Task brief: Copy out the entire listing precisely.

(Beginning of Exercise data)

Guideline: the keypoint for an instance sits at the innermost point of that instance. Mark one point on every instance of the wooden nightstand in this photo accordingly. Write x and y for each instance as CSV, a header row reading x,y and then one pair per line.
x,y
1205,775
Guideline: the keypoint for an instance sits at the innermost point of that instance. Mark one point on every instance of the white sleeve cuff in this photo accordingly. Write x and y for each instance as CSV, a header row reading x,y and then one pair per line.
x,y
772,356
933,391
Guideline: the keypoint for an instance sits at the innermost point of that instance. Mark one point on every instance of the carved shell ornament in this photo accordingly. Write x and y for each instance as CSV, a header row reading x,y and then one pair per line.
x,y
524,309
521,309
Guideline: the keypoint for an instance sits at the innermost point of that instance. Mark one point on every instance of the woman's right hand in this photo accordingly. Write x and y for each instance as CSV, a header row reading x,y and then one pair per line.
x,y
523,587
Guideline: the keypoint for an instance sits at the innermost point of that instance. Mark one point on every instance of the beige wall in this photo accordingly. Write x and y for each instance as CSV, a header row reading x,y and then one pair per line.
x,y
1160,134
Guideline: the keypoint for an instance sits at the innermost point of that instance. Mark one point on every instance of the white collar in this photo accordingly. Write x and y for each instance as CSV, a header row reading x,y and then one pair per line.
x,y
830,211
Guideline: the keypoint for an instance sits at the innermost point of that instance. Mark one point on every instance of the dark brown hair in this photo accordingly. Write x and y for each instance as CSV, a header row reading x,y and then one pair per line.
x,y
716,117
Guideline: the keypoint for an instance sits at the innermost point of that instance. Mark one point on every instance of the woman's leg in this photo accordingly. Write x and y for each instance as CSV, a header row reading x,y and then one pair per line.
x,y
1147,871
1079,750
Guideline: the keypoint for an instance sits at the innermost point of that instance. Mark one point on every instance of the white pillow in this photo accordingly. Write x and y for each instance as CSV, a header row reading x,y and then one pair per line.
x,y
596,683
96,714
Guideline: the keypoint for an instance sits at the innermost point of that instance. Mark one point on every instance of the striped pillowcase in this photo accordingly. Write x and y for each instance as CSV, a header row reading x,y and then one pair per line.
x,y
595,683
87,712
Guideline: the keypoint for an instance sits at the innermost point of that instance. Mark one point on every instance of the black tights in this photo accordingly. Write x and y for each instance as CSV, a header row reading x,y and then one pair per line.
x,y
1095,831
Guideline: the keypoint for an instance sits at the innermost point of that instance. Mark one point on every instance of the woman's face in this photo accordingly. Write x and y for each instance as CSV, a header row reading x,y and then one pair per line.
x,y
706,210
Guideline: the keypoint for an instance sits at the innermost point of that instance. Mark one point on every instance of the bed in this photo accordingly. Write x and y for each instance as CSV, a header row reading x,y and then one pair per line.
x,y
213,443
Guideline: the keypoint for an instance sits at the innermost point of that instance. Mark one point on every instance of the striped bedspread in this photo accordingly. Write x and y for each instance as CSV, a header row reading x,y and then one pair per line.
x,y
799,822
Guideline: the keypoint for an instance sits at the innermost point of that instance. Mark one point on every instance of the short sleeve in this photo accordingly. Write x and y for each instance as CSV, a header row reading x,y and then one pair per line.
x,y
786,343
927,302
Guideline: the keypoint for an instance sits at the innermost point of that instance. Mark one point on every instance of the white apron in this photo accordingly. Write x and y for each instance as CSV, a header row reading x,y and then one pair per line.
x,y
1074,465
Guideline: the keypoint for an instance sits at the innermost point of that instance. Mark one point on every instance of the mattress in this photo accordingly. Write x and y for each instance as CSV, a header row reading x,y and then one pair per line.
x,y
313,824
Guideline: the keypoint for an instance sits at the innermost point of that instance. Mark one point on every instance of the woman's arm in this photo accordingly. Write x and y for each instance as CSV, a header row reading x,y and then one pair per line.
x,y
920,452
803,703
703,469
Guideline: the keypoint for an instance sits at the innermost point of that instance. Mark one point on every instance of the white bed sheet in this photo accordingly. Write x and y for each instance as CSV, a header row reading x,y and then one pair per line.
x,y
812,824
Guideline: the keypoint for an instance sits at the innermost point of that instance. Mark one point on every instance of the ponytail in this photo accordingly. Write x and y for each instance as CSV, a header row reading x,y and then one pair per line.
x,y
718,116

(End of Exercise data)

Result of this exercise:
Guideline: the keypoint for an instance sits at the innermost point of that instance. Mark one point on every instance of the wooden nightstand in this photo accordingly. Write x and y for each instance as CSV, a header row reading x,y and then one pair per line.
x,y
1205,775
Guideline: the keypoint for an instance sits at the innermost point of that instance. Mark one point on every instance of the white sleeve cuff in this photo accordingly. Write x and y for each instance as CSV, a header row reading x,y and then one pair per line.
x,y
772,356
933,391
Guideline: the keypoint for an instance sits at the innermost point of that instance. Mark one point on every instance of the carved shell ornament in this photo accordingly. Write x and y for each instance as CSV, a header row reading x,y and then one pair per line.
x,y
524,309
521,309
Guideline: the keypoint for an instance sits at the innermost point of that instance. Mark one point on every instance of the woman's right hand in this photo accordingly. Write x and y for each instance as CSV, a header row reading x,y and then one pair per line.
x,y
523,587
Guideline: the keypoint for an instance sits at the innermost point of that instance. Mark one point on every instance of the beige wall in this photo accordingly. Write x and y for each instance as CSV, a header row reading x,y and then one pair per line.
x,y
1160,134
Guideline: the keypoint for an instance sits at the innermost point of that instance. Mark one point on every instance of the white collar in this photo accordingly. Write x and y for each instance as CSV, a header row reading x,y and then one pair per line.
x,y
830,211
Guideline: the keypoint for an instance sits at the innermost point of that instance. Mark one point on every instance of the dark brown hair in this photo accordingly. Write x and y for each instance as CSV, a header row reading x,y and then one pair per line.
x,y
716,117
Guideline: the keypoint for an instance sits at the innermost point of that instance. Mark one point on every instance of the woman's leg in this photo accordingly. Write x and y for each instance as CSV, a header row reading x,y and then one pair per line.
x,y
1147,871
1079,750
Guideline: the keypoint for an instance sits at the innermost point of that instance. Mark one point on every instance of the white pillow in this photo accordingly. Write x and y for each instance as CSV, a header row reading x,y and then one pair per line.
x,y
596,683
96,714
Guideline: the keypoint for an instance sits at the innermost point of that instance. Mark one point on every instance of the striped pillowcase in this photo accordingly. Write x and y for each instance as CSV, a header row reading x,y and then one pair per line.
x,y
595,683
87,712
Guideline: the keypoint for an instance sits at the innermost point of that instance. Mark one point on every instance of the black tights in this photo accordingly. Write x and y for each instance as CSV, a header row reading x,y and then one pair per line.
x,y
1095,831
Guideline: the keypoint for an instance sits at the innermost point of that instance. Mark one point on every instance of the woman's face in this photo accordingly. Write x and y for each instance as CSV, a header row reading x,y and then one pair per line.
x,y
706,210
Guideline: the keypoint for an instance sits at the innermost point of that instance. Mark one point on every instance of the bed in this photo accordingly. Write x and y for each instance as CSV, a header row reading x,y and then one pair per line.
x,y
213,443
Guideline: the keypoint for an instance sits at the innermost point of that instance. Mark one point on every instance of the striped bedspread in this photo accordingly. Write x and y for each instance as CSV, a header row reading x,y and then one pair per line.
x,y
799,822
Guideline: the keypoint for an instance sits at the innermost point of that instance. Mark one point on every instance of the short sleeve in this photo accordingly. Write x and y for each instance as CSV, a header row reading x,y and then one pair per line.
x,y
786,343
927,302
Guideline: the keypoint for an instance sits at the innermost point of that instance. Mark one point on every instance of the white apron in this photo accordingly. Write x and y for each instance as CSV, a header row reading x,y and then one pair per line.
x,y
1074,465
Guideline: the keypoint for an instance sits at the innermost point of that instance. Mark one point on every instance of the mattress in this photo accordingly. Write x and y for each instance as CSV, a header row reading x,y and then one pair per line.
x,y
313,824
Guideline: the keypoint for an instance sits at the innermost point of that instance. Mark one point on every instance of the woman's arm in this photo accordingly. Write x and y for each instance as CSV, a header row reading x,y and then one pair per line.
x,y
920,452
803,703
703,469
Guideline: the keypoint for an instance sits at the innermost point of that instance. Mark one point on every instance of the white bed sheet in this photo accordingly. Write x and y for each instance as CSV, a header row reading x,y and then one pair per line.
x,y
812,824
Guideline: the keypoint for an instance sits at the innermost point of that instance. Mark one point on every instance of the ponytail in this photo accordingly. Write x and y for each instance as CSV, a header row reading x,y and then one pair per line.
x,y
718,116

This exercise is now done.